### GIVEN INSTRUCTION
Rewrite the rows from the line containing "This trail-cam photo was taken at dusk. Identify wooden" down to the line containing "[1372,66,1394,97]", replacing "dusk" with "dawn" and leaving everything else unchanged.

### RECORDS FOR THIS EXERCISE
-------------------------
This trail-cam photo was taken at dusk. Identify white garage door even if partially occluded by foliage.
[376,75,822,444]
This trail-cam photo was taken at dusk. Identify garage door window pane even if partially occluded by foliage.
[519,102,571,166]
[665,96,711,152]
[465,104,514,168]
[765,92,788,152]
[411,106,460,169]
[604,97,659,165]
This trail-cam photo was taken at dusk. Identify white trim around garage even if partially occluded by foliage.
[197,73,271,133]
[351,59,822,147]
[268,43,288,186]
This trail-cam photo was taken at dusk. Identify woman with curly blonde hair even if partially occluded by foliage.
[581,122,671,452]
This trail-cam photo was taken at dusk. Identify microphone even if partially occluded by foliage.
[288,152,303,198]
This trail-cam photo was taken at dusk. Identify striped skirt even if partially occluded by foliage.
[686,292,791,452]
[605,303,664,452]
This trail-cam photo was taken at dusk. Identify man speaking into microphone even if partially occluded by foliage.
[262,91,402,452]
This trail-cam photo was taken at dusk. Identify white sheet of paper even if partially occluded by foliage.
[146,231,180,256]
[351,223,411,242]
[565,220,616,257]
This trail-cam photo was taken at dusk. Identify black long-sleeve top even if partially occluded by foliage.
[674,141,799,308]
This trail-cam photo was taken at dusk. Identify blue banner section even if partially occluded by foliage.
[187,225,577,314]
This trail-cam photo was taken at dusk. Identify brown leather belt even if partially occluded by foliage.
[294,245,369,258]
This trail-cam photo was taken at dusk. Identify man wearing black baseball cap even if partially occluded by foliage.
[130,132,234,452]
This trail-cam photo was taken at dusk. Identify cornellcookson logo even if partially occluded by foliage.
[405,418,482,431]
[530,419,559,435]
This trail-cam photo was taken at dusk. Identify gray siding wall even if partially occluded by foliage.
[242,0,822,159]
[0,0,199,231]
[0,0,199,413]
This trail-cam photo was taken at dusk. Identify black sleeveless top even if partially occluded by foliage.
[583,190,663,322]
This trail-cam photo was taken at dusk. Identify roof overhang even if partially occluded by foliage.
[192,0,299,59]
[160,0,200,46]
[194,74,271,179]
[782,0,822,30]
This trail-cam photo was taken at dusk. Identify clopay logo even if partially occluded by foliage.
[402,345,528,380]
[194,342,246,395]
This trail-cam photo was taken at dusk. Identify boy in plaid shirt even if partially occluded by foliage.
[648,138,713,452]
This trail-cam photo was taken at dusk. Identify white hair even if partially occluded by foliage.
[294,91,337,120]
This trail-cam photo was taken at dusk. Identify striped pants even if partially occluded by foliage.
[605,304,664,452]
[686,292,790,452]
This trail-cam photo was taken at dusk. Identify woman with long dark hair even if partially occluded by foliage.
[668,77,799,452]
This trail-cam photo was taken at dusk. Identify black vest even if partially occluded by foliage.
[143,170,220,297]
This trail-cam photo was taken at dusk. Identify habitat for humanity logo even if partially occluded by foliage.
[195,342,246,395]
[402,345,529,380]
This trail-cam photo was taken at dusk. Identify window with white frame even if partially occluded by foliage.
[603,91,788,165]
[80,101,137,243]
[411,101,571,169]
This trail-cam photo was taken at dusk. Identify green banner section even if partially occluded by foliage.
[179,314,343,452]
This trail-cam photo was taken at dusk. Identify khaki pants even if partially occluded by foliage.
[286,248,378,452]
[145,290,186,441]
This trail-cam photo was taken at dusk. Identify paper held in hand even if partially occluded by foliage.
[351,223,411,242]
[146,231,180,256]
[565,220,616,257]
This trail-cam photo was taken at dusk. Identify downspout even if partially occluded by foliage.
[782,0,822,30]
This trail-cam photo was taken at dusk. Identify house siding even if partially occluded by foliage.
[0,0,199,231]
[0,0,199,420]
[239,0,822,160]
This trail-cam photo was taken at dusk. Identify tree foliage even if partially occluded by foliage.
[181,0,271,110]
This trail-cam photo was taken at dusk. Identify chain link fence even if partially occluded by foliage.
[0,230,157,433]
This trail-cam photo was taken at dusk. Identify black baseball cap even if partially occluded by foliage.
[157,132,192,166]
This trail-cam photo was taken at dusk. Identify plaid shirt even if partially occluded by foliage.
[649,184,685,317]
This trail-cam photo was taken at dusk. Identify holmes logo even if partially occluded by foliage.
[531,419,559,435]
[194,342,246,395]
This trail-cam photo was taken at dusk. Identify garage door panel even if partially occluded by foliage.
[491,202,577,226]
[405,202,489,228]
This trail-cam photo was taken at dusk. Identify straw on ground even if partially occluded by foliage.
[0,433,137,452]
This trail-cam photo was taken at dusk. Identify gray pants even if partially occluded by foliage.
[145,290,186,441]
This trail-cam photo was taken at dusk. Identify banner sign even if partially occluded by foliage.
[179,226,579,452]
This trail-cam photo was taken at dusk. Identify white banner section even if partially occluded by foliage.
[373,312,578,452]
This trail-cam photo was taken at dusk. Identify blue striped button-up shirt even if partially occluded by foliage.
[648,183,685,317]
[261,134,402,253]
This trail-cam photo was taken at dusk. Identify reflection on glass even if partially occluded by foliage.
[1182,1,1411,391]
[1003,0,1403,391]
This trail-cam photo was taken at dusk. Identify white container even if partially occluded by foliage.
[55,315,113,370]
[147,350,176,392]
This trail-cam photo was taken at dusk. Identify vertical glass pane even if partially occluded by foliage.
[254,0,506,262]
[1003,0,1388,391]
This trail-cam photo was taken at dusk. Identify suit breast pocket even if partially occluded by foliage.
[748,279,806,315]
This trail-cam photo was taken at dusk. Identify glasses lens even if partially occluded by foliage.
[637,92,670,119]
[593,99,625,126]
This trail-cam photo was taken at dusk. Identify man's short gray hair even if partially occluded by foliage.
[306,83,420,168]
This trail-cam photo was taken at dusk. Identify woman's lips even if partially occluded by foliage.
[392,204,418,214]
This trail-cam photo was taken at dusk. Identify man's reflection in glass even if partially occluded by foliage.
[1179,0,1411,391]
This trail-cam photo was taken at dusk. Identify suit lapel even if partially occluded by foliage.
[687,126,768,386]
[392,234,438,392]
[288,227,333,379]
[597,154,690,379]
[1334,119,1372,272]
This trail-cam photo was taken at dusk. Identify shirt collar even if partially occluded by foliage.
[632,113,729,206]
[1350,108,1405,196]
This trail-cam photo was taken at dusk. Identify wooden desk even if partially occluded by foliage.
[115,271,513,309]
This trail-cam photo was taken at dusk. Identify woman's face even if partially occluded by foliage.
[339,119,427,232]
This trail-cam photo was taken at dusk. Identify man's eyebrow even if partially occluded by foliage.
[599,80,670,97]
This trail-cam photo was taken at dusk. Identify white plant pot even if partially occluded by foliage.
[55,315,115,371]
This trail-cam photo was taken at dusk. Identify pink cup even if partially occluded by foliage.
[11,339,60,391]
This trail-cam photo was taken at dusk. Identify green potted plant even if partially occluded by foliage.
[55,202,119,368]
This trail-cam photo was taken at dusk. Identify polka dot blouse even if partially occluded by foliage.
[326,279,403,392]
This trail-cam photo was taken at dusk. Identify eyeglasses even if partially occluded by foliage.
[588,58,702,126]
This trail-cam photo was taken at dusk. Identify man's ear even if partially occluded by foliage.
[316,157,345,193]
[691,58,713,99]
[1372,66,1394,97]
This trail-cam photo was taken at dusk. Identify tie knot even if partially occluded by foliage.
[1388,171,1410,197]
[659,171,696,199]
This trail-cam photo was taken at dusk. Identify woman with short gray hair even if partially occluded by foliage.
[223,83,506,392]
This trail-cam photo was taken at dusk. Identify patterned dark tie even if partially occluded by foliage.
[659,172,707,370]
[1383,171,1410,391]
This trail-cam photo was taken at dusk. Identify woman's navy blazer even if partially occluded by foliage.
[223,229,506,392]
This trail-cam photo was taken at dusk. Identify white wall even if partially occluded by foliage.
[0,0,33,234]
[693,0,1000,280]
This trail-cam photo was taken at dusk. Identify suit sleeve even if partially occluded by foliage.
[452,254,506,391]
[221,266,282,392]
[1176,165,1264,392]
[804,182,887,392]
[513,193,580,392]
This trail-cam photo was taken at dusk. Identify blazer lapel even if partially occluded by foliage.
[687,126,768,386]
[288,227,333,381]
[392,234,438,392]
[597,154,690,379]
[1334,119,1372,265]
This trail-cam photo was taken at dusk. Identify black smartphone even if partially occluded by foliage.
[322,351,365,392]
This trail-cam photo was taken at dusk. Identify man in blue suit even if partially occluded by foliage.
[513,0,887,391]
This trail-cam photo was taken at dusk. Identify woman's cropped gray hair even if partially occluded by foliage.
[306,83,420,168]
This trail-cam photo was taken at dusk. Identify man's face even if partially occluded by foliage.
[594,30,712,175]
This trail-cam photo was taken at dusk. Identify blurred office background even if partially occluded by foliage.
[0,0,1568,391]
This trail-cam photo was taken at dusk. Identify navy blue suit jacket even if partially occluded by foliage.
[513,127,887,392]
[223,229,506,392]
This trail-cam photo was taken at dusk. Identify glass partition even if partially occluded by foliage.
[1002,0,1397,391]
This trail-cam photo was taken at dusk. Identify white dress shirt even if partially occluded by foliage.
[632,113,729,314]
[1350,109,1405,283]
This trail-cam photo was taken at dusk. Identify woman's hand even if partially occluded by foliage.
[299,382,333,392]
-------------------------
### SOLUTION FOR THIS PROBLEM
This trail-cam photo was taken at dawn. Identify wooden desk even if partially occluded by foliage.
[115,271,513,309]
This trail-cam photo was taken at dawn. Identify woman's face even if partially occluded by foliage.
[339,119,427,232]
This trail-cam photo was taken at dawn. Identify man's eyebrow even if partially occluded by foliage.
[599,80,670,97]
This trail-cam photo was taken at dawn. Identify white plant pot even if partially occluded by foliage.
[55,315,115,371]
This trail-cam photo was taken at dawn. Identify pink cup even if partially occluded by foliage.
[11,339,60,391]
This trail-cam photo was taken at dawn. Identify green potted plant even if partially occluded by foliage.
[55,202,119,368]
This trail-cam photo was taken at dawn. Identify polka dot blouse even if partially occluded by foliage.
[326,279,403,392]
This trail-cam photo was taken at dawn. Identify eyeglasses even if partially occluded by foliage.
[588,58,702,126]
This trail-cam photo was taken at dawn. Identify man's ear even if partially occluded by foliage.
[316,157,345,193]
[691,58,713,99]
[1372,66,1394,97]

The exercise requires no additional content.